# CONSEGNA 1:
Ricopia dal testo sulle giunte di sinistra a Milano il tratto compreso tra "Nel libro di" e "il proprio passato.", inclusi.
# CONSEGNA 2:
In una o due frasi, spiega perché il testo fornito considera importante l'esperienza delle giunte di sinistra a Milano negli anni '70 e '80.
# CONSEGNA 3:
Rispondi alle seguenti domande sul testo fornito:
(a) Chi firma il testo?
(b) Quale alleanza viene definita "la sinistra reale, quella che vinceva"?
(c) Nel libro di chi l'autore trova un senso di patriottismo non aggressivo?

# TESTO FORNITO:
▬▬▬▬▬▬

L'esperienza delle giunte di sinistra a Milano degli anni '70 e '80 dimostra che un'evoluzione dei rapporti tra socialisti e comunisti era possibile. Il terreno era quello del superamento dell'anticapitalismo, del rifiuto dell'estremismo e del frontismo, con l'apertura al mondo cattolico e al pluralismo sociale.
L'alleanza tra il riformismo socialista e craxiano con il riformismo comunista e amendoliano (o "migliorista"), è stata la sinistra reale, quella che vinceva.

Data: 2010-11-13

di Ugo Finetti

Nel libro di Festa e di Tognoli c'è un senso di un patriottismo, ma di un patriottismo non aggressivo cioè una ragione per credere a Milano, cioè a una città che assimila, che non respinge e che ha un rapporto non disturbato con il proprio passato.

Quando leggo libri di storia scolastici  che parlano del dopoguerra come una successione di capitoli che vanno dall'attentato a Togliatti, l'uccisione di Moro, il maxiprocesso per Mafia e poi Mani Pulite, se ci va bene c'è una eccezione di infamia su tutta la nostra storia nazionale.

▬▬▬▬▬▬

# ESTRATTO DEL DATASET:

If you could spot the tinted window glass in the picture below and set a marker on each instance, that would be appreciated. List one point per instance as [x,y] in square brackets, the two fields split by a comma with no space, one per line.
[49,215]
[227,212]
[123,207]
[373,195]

▬▬▬▬▬▬

# RISPOSTA 1:
Nel libro di Festa e di Tognoli c'è un senso di un patriottismo, ma di un patriottismo non aggressivo cioè una ragione per credere a Milano, cioè a una città che assimila, che non respinge e che ha un rapporto non disturbato con il proprio passato.

# RISPOSTA 2:
Secondo il testo, quell'esperienza dimostra che i rapporti tra socialisti e comunisti potevano evolvere. Il terreno era il superamento dell'anticapitalismo e il rifiuto dell'estremismo e del frontismo, con l'apertura al mondo cattolico e al pluralismo sociale.

# RISPOSTA 3:
(a) Ugo Finetti.
(b) L'alleanza tra il riformismo socialista e craxiano e il riformismo comunista e amendoliano (o "migliorista").
(c) Nel libro di Festa e di Tognoli.